◆ Schriftlicher Auftrag A ◆
Gib aus den Datensätzen unten nur die Zeilen wieder, die mit der Zeile mit „Exercise. Mark every instance of the building“ beginnen und bis einschließlich der Zeile mit „[(803, 398), (625, 770)]“ reichen, samt den Aufforderungen. Multipliziere dabei jede Zahl in den Antworten, also die Pixelkoordinaten, mit 1,7 und runde auf ganze Zahlen, wobei Hälften aufgerundet werden.

◆ Zitierter Text ◆

Interessant. Wie beweglich ist man darin?
Ja, dass ist ein guter Punkt. In beiden Varianten ist man "unbeweglicher" unterwegs, geniesst dafür aber einen deutlich höheren Panzerschutz. Der Plattenrock des 13. Jhd. schränkt die Beweglichkeit leicht ein. Seitliches Beugen (etc.) ist durch die Anordnung der Platten beispielsweise nicht mehr so uneingeschränkt möglich. Da der feste Teil des Plattenrockes (wenn er richtig gebaut wurde) aber unterhalb des Bauches aufhört, kann man mit ihm gut sitzen (auf einem Pferd z.B.) und die Beine noch komplett anwinkeln und problemlos in die Hocke gehen, etc. Auch die Arme sind frei beweglich. Bei den Plattenröcken des 14. Jhd. ist die Beweglichkeit dann durchaus noch etwas mehr eingeschränkt, da sie teilweise bis über die Hüften gingen und teils auch im Schulter- und Rückenbereich über eingenietete Platten verfügten. Ein Beugen oder auch Drehen des Oberkörpers ist (auch bei meinem) wirklich nur eingeschränkt möglich. Auch U. Lenhart schreibt dazu: "Bei dieser Panzerart ist ein Beugen des Rumpfes kaum möglich und ein Einsatz zu Pferd fast ausgeschlossen". (Lehnart, 1320-1370, S. 80) Es hatte schon seinen Grund, dass diese Art der Panzerung recht zügig immer weiter und weiter entwickelt (bis hin zu Brigandine des 15. Jhd.) wurde. Irgendwann bot der Plattenharnisch dann den besseren Schutz bei höherer Beweglichkeit. Ich sehe (aus heutiger Sicht betrachtet) diese Art von Panzerung als eine Art "Übergangspanzerung" an, die den Entwicklungszeitraum vom Ringpanzer bis zum Plattenharnisch überbrückte. Quelle: - Kleidung & Waffen der Spätgotik I 1320-1370, von U. Lehnart, Karfunkel Verlag, 2000, ISBN 3-9805642-8-2
 
Auffallend ist, dass viele der Panzerfunde (Wisby, Küssnacht, Tannerberg) keine Platten zum Schutz des Schlüsselbeines aufweisen.

◆ Datensätze zur Aufgabe ◆
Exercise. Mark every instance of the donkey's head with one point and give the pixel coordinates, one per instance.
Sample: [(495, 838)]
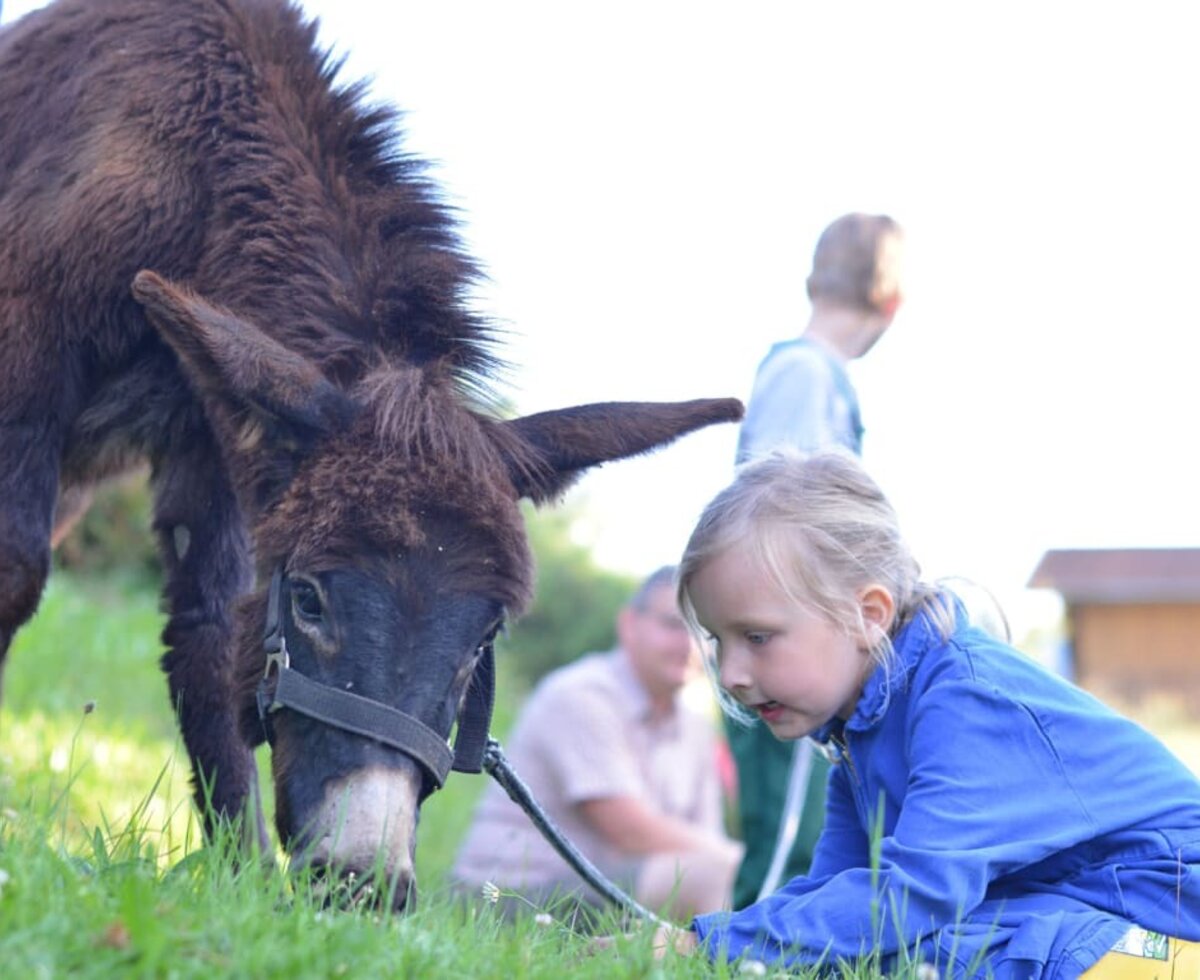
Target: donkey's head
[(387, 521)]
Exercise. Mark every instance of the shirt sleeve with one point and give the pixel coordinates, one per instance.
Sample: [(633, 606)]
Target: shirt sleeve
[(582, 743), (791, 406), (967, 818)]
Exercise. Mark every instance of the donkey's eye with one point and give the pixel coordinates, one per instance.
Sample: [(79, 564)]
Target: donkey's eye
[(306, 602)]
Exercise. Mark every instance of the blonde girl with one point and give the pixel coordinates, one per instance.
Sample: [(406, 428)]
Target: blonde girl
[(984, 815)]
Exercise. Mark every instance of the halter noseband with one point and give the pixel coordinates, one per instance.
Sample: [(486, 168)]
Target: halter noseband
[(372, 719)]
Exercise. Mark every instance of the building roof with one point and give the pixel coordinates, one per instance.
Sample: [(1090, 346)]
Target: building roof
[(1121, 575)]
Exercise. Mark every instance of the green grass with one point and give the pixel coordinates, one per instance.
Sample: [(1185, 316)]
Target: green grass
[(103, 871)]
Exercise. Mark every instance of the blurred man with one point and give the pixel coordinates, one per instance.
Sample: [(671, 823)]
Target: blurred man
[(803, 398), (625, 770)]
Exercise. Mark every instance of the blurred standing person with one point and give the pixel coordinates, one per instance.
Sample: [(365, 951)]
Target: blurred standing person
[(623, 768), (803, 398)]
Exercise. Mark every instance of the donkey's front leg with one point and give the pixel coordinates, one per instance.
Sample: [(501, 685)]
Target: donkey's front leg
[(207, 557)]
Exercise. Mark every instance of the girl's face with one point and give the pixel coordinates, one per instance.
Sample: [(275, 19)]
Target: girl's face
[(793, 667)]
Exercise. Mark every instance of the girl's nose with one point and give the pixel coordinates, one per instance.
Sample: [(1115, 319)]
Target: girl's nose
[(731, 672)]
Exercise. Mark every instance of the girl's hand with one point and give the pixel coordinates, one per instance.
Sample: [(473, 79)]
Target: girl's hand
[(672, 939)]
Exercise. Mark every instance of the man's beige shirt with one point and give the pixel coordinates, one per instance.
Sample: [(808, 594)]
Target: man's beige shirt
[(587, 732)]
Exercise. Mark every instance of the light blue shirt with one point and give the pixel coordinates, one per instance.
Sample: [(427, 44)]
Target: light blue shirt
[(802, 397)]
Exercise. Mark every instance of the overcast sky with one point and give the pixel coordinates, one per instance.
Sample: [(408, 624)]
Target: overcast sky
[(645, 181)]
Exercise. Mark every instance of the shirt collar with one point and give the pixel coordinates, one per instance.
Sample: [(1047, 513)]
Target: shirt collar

◆ Schriftlicher Auftrag B ◆
Wo hört laut dem Text über Plattenröcke der feste Teil des Plattenrockes aus dem 13. Jahrhundert auf, wenn er richtig gebaut wurde?

◆ Lösung A ◆
Exercise. Mark every instance of the building roof with one point and give the pixel coordinates, one per instance.
Sample: [(1090, 346)]
Target: building roof
[(1906, 978)]
Exercise. Mark every instance of the green grass with one point and give the pixel coordinates, one per instance.
Sample: [(1185, 316)]
Target: green grass
[(175, 1481)]
Exercise. Mark every instance of the blurred man with one point and give the pixel coordinates, one per instance.
Sample: [(671, 823)]
Target: blurred man
[(1365, 677), (1063, 1309)]

◆ Lösung B ◆
Er hört unterhalb des Bauches auf.